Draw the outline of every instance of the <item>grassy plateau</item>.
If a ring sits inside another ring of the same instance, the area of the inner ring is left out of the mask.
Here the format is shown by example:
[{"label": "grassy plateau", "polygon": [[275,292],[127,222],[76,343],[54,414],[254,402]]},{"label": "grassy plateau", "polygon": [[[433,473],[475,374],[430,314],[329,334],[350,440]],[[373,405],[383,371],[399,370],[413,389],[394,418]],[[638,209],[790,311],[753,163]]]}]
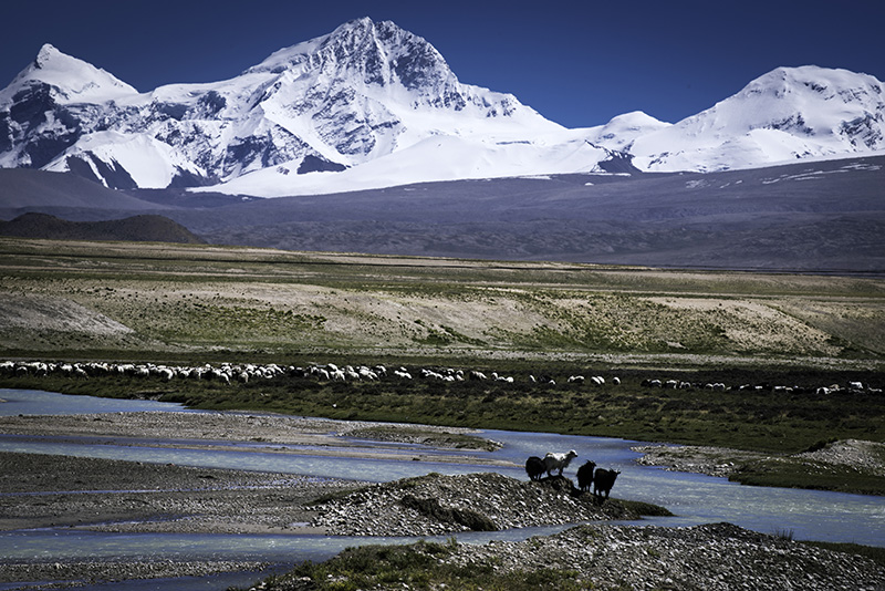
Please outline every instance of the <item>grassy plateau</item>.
──────────────────────────────
• [THE PROBLEM] Copy out the lines above word for word, without the picture.

• [TASK ANSWER]
Draw the outline of every instance of the <item>grassy plateau</item>.
If a ring sits inside another ring of the same instance, the area of the inner ring is left out of the mask.
Here the format is shown by example:
[{"label": "grassy plateau", "polygon": [[275,292],[127,222],[76,343],[54,414],[254,402]]},{"label": "grassy plateau", "polygon": [[[433,473],[475,374],[430,314],[329,334],[350,440]],[[373,405],[383,371],[399,370],[413,389],[394,418]],[[638,209],[790,311],[753,163]]]}]
Please outline every instance of the <item>grassy plateau</item>.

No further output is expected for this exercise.